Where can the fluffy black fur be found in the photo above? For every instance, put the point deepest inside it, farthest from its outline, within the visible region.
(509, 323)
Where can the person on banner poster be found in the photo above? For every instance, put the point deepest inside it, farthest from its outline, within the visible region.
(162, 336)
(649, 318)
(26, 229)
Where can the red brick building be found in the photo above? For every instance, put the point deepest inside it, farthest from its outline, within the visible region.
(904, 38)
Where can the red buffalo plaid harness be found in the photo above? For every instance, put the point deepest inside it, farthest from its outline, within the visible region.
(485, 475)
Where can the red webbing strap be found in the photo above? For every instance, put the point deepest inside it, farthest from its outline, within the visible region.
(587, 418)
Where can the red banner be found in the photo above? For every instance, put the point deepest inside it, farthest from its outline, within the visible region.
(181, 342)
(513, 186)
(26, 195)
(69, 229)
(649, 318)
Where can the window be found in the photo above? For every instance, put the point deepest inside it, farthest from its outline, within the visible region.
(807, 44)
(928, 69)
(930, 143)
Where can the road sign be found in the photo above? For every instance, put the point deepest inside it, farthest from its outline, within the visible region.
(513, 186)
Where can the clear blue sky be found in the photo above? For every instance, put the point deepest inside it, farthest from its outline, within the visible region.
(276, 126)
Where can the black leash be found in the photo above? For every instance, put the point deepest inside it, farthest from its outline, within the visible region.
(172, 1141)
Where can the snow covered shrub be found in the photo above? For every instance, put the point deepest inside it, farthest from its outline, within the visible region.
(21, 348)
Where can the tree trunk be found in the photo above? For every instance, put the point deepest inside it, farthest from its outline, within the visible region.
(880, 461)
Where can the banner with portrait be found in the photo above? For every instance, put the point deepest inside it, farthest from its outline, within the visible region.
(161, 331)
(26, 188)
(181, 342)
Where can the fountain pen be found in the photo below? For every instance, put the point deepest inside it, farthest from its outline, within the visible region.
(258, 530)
══════════════════════════════
> Aim of the task: Render every row above as a JSON list of strings, one string per line, and omit any blank lines.

> Task solution:
[
  "Where can the fluffy black fur be found in the photo above? For every instance, put the point deepest inside it, farthest from its outline, within the visible region.",
  "(509, 323)",
  "Where can the person on banner poster be found in the photo above? For every instance, put the point deepest inside it, farthest from its outline, within the visible region.",
  "(162, 336)",
  "(649, 318)",
  "(26, 229)",
  "Where can the red brick building be found in the photo above? For every instance, put the point deepest inside it, farthest from its outline, within the visible region.",
  "(904, 38)",
  "Where can the red buffalo plaid harness be found in the photo above? For every instance, put the point deepest inside it, farthest from its outline, within the visible region.",
  "(485, 475)",
  "Where can the red webbing strap be found in the photo above? For every instance, put the point deepest inside it, farthest from its outline, within the visible region.",
  "(587, 418)",
  "Where can the red banner be found in the photo above? For every instance, put the point deepest inside it, farthest from its outline, within the visible region.",
  "(181, 342)",
  "(513, 186)",
  "(26, 195)",
  "(69, 229)",
  "(649, 318)",
  "Where can the window be found in the photo above? For every instance, put the point deepest inside it, farthest from its outline, within the visible region.",
  "(807, 44)",
  "(928, 69)",
  "(930, 143)",
  "Where can the road sign be found in the photo above? For every instance, put the point deepest inside it, farthest from its outline, within the visible region.",
  "(513, 186)",
  "Where can the clear blue sky be found in the photo above? For every instance, put the point deepest inside it, farthest from its outline, within the visible region.",
  "(276, 126)",
  "Where can the black leash be found in the photo above? For every instance, put the point deepest inside it, farthest from its outline, within the visible region.",
  "(172, 1141)",
  "Where can the snow covered shrub be found in the photo above? For every instance, put the point deepest inside it, farthest from its outline, within the visible region.",
  "(21, 348)",
  "Where can the tree trunk be found in the photo above? For every instance, put the point deepest inside it, farthest from its outline, within the visible region.",
  "(880, 461)",
  "Where can the banner with portrait be found in the photo above? For every instance, put the point deepest inside it, farthest from its outline, within the visible region.",
  "(161, 331)",
  "(26, 188)",
  "(181, 342)",
  "Where can the fountain pen be found in the photo below? For every instance, put the point deepest inside it, farthest from its outline, within the visible region.",
  "(258, 530)"
]